# Challenge
Pick up the film review at the point where it stops, and continue it in the same voice.

# Reading text
Writer-director Whit Stillman’s slim filmography has so far narrow-focused on articulate, educated, slightly useless near-contemporary Americans moping about relationships while arguing wittily about everything else. This adaptation of Jane Austen’s novella Lady Susan – written when she was 19 and not published in her lifetime – is an inspired venture into costume drama, revealing how surprisingly close a match the American filmmaker is for the English novelist. Austen’s privileged schemers and neurotics might be the ancestors of the ‘urban haute bourgeoisie’ of Stillman’s Metropolitan or Damsels In Distress.

High society comedy-romance is only bearable if real viciousness is stirred in.

Just as Clueless translated Austen into teen movie mode, this superimposes Stillman onto the 18th century. An intricate plot is peppered with laugh-out-loud cynical throwaways and a degree of suspense as the wicked, self-involved, peculiarly admirable antiheroine tries to get her way. High society comedy-romance is only bearable if real viciousness is stirred into the mix of posh accents, lovely costumes and Great British character acting.

# Records shown
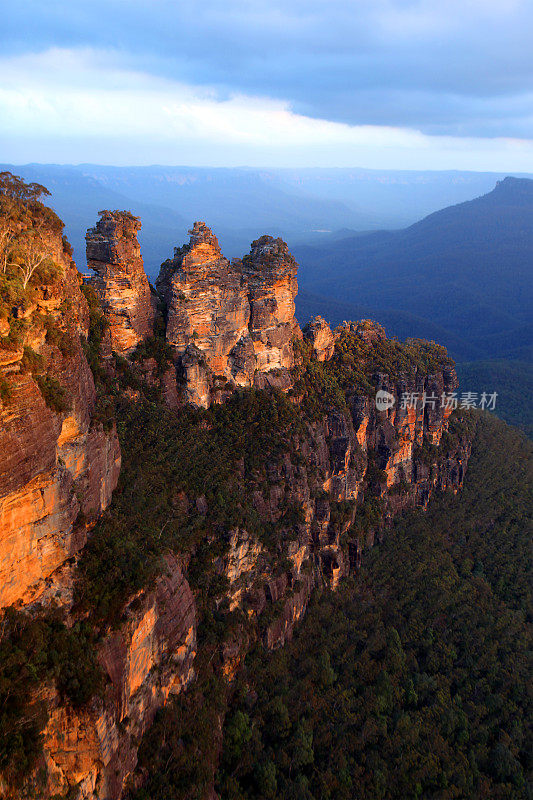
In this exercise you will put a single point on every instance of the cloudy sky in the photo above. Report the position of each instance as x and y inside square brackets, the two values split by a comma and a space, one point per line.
[427, 84]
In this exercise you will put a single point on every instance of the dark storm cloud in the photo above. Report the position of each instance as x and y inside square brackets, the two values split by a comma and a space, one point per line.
[447, 67]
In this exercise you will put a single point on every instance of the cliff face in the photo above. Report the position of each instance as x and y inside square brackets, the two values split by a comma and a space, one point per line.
[229, 324]
[114, 253]
[55, 463]
[147, 659]
[344, 468]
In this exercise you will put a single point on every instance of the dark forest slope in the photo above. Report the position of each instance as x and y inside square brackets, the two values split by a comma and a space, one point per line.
[411, 680]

# Solved problem
As Susan and her American sidekick Alicia Johnson – perpetually in terror that a disapproving spoilsport husband (Stephen Fry – "too old to control, too young to die") will ship her off to New England – Stillman gets super turns from Last Days Of Disco veterans Kate Beckinsale and Chloë Sevigny. After a long sojourn in leather vampire catsuits, Beckinsale acts up an awards-worthy storm as the amusingly horrid Susan ("these fees are much too high to even think of paying", she sneers at a presented bill).

The supporting cast is full of funny turns – Tom Bennett steals all his scenes as the monumentally dim Sir James. Unlike others who essay comedies about the terminally privileged (ie: most people who make Austensploitation pictures), Stillman notices the ignored folks who make this well-dressed faffing about in great houses possible – whenever anyone arrives anywhere, servants struggle in the background with heavy luggage.

The funniest, most deliciously venomous Jane Austen movie ever made, and conclusive proof that, a) Kate Beckinsale has been seriously undervalued by the movies and, b) Whit Stillman is a major, distinctive talent.